To do » Whenever a line in the records below holds the string "parked", include it in the count, and state the number alone.

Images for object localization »
————
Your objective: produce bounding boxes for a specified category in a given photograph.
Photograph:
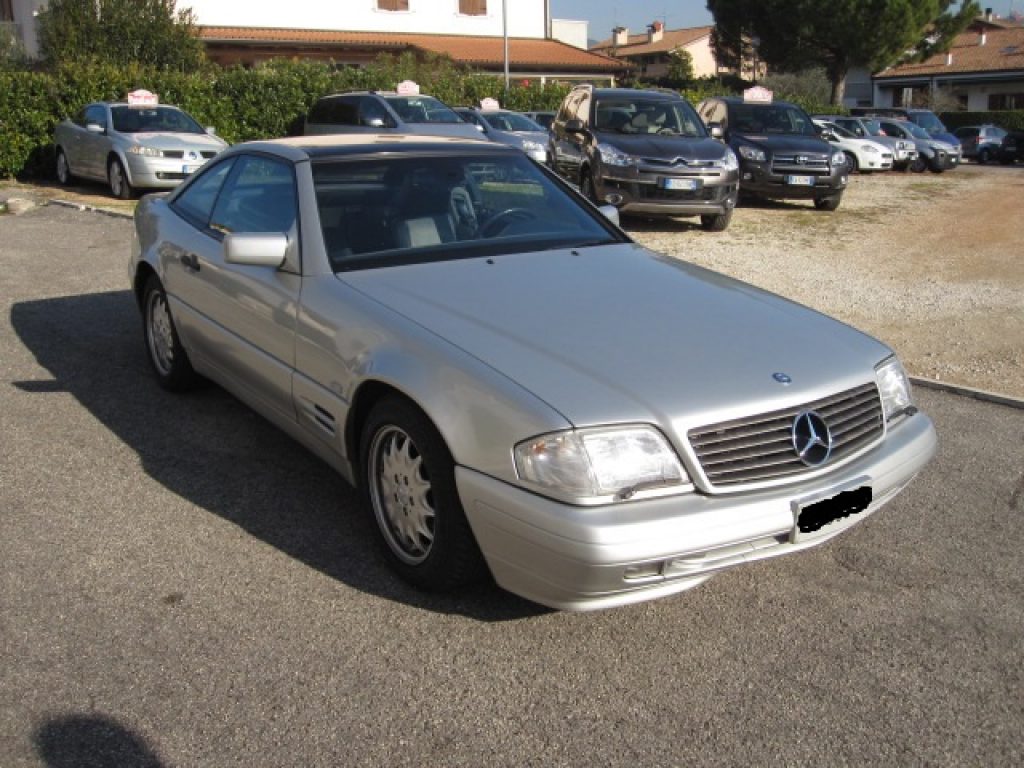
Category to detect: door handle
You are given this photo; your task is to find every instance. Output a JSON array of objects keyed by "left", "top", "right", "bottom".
[{"left": 180, "top": 252, "right": 200, "bottom": 272}]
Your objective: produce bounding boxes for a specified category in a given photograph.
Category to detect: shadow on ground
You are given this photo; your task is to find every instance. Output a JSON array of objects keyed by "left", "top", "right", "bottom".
[
  {"left": 34, "top": 715, "right": 164, "bottom": 768},
  {"left": 10, "top": 291, "right": 545, "bottom": 622}
]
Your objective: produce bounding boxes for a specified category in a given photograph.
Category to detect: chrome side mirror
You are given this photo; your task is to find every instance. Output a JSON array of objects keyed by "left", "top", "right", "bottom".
[
  {"left": 598, "top": 204, "right": 620, "bottom": 227},
  {"left": 224, "top": 233, "right": 288, "bottom": 268}
]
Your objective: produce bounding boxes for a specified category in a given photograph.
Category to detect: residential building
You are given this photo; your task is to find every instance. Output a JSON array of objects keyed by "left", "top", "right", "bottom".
[
  {"left": 873, "top": 20, "right": 1024, "bottom": 110},
  {"left": 590, "top": 22, "right": 760, "bottom": 81},
  {"left": 4, "top": 0, "right": 625, "bottom": 84},
  {"left": 2, "top": 0, "right": 42, "bottom": 57}
]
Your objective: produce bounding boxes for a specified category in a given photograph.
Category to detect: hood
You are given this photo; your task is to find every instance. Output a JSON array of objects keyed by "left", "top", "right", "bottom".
[
  {"left": 492, "top": 130, "right": 548, "bottom": 148},
  {"left": 597, "top": 132, "right": 728, "bottom": 163},
  {"left": 733, "top": 133, "right": 832, "bottom": 155},
  {"left": 120, "top": 132, "right": 228, "bottom": 151},
  {"left": 930, "top": 130, "right": 960, "bottom": 148},
  {"left": 340, "top": 244, "right": 890, "bottom": 430}
]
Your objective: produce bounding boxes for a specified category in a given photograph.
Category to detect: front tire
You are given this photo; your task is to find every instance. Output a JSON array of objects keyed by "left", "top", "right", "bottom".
[
  {"left": 142, "top": 275, "right": 198, "bottom": 391},
  {"left": 109, "top": 158, "right": 135, "bottom": 199},
  {"left": 909, "top": 157, "right": 927, "bottom": 173},
  {"left": 977, "top": 148, "right": 991, "bottom": 165},
  {"left": 844, "top": 151, "right": 859, "bottom": 174},
  {"left": 361, "top": 397, "right": 487, "bottom": 592},
  {"left": 814, "top": 196, "right": 841, "bottom": 212},
  {"left": 700, "top": 209, "right": 733, "bottom": 232},
  {"left": 580, "top": 170, "right": 599, "bottom": 203}
]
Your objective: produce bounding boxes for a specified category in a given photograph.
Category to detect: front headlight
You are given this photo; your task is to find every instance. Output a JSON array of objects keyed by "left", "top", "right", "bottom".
[
  {"left": 737, "top": 145, "right": 766, "bottom": 162},
  {"left": 597, "top": 142, "right": 635, "bottom": 167},
  {"left": 521, "top": 139, "right": 545, "bottom": 153},
  {"left": 831, "top": 150, "right": 846, "bottom": 167},
  {"left": 875, "top": 357, "right": 914, "bottom": 423},
  {"left": 128, "top": 145, "right": 161, "bottom": 157},
  {"left": 514, "top": 425, "right": 691, "bottom": 503},
  {"left": 862, "top": 144, "right": 879, "bottom": 154},
  {"left": 719, "top": 148, "right": 739, "bottom": 171}
]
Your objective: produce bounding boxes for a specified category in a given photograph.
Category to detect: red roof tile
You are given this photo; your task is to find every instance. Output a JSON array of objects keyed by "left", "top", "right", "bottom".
[
  {"left": 590, "top": 26, "right": 713, "bottom": 56},
  {"left": 877, "top": 26, "right": 1024, "bottom": 78},
  {"left": 198, "top": 27, "right": 628, "bottom": 72}
]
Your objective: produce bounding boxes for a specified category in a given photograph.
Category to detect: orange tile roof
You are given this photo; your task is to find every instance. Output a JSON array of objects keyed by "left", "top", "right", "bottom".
[
  {"left": 199, "top": 27, "right": 628, "bottom": 72},
  {"left": 590, "top": 26, "right": 714, "bottom": 56},
  {"left": 876, "top": 26, "right": 1024, "bottom": 78}
]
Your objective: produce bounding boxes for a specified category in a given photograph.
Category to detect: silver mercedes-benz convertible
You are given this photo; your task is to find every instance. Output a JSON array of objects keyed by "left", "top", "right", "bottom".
[{"left": 130, "top": 135, "right": 937, "bottom": 611}]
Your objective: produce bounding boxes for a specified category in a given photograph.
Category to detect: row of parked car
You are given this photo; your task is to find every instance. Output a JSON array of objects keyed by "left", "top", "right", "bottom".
[{"left": 52, "top": 84, "right": 1020, "bottom": 234}]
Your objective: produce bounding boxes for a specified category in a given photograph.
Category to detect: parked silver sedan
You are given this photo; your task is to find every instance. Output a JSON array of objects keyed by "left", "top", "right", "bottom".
[
  {"left": 130, "top": 135, "right": 937, "bottom": 611},
  {"left": 54, "top": 101, "right": 227, "bottom": 198},
  {"left": 454, "top": 107, "right": 550, "bottom": 164}
]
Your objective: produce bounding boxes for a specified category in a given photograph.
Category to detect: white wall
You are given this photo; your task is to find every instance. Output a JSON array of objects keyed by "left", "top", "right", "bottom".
[
  {"left": 551, "top": 18, "right": 587, "bottom": 49},
  {"left": 181, "top": 0, "right": 549, "bottom": 39}
]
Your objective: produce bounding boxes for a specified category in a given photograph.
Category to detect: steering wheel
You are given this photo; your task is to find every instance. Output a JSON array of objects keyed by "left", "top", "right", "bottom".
[{"left": 479, "top": 208, "right": 536, "bottom": 237}]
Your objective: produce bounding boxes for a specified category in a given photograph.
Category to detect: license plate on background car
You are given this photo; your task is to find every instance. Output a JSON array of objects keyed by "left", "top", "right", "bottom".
[
  {"left": 660, "top": 178, "right": 699, "bottom": 191},
  {"left": 182, "top": 164, "right": 202, "bottom": 174},
  {"left": 786, "top": 175, "right": 815, "bottom": 186},
  {"left": 791, "top": 486, "right": 872, "bottom": 543}
]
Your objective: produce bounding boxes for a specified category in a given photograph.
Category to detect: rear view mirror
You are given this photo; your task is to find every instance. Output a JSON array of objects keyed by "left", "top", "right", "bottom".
[
  {"left": 598, "top": 204, "right": 620, "bottom": 227},
  {"left": 205, "top": 126, "right": 217, "bottom": 136},
  {"left": 565, "top": 118, "right": 585, "bottom": 134},
  {"left": 362, "top": 117, "right": 386, "bottom": 128},
  {"left": 224, "top": 233, "right": 288, "bottom": 268},
  {"left": 86, "top": 122, "right": 105, "bottom": 134}
]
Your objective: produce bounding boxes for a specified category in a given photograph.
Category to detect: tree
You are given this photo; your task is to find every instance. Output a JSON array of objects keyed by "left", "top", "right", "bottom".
[
  {"left": 666, "top": 48, "right": 695, "bottom": 87},
  {"left": 37, "top": 0, "right": 205, "bottom": 70},
  {"left": 707, "top": 0, "right": 980, "bottom": 105}
]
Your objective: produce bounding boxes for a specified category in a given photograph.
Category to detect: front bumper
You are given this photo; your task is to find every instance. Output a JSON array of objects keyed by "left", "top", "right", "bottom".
[
  {"left": 596, "top": 164, "right": 740, "bottom": 217},
  {"left": 124, "top": 153, "right": 213, "bottom": 190},
  {"left": 739, "top": 159, "right": 847, "bottom": 200},
  {"left": 458, "top": 411, "right": 936, "bottom": 611}
]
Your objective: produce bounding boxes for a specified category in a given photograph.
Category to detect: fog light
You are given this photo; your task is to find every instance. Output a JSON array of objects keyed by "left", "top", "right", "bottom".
[
  {"left": 604, "top": 193, "right": 623, "bottom": 206},
  {"left": 623, "top": 562, "right": 663, "bottom": 581},
  {"left": 742, "top": 172, "right": 753, "bottom": 181}
]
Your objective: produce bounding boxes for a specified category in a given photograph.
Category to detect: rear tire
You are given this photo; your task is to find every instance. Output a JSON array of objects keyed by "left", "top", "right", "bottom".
[
  {"left": 142, "top": 275, "right": 199, "bottom": 392},
  {"left": 56, "top": 149, "right": 73, "bottom": 186},
  {"left": 700, "top": 209, "right": 733, "bottom": 232},
  {"left": 977, "top": 148, "right": 991, "bottom": 165},
  {"left": 360, "top": 396, "right": 487, "bottom": 592}
]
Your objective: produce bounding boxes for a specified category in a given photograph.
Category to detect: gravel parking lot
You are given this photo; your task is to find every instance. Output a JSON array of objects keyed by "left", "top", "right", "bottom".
[
  {"left": 1, "top": 167, "right": 1022, "bottom": 766},
  {"left": 630, "top": 163, "right": 1024, "bottom": 400}
]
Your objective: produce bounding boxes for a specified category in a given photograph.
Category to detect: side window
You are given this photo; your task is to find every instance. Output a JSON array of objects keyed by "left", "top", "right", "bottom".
[
  {"left": 210, "top": 155, "right": 297, "bottom": 235},
  {"left": 377, "top": 0, "right": 409, "bottom": 9},
  {"left": 311, "top": 97, "right": 358, "bottom": 126},
  {"left": 458, "top": 0, "right": 486, "bottom": 14},
  {"left": 172, "top": 158, "right": 236, "bottom": 227},
  {"left": 84, "top": 105, "right": 107, "bottom": 129},
  {"left": 358, "top": 97, "right": 393, "bottom": 128}
]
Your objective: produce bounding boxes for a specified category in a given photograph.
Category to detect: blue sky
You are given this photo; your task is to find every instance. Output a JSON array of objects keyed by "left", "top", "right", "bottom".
[{"left": 551, "top": 0, "right": 714, "bottom": 43}]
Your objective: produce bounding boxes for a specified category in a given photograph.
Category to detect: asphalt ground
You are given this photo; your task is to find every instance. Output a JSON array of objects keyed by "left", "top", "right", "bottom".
[{"left": 2, "top": 205, "right": 1023, "bottom": 767}]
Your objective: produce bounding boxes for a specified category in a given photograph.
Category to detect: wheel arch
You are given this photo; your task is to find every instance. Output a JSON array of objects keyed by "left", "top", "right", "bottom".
[
  {"left": 133, "top": 262, "right": 158, "bottom": 309},
  {"left": 108, "top": 149, "right": 134, "bottom": 185}
]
————
Answer to the exercise » 2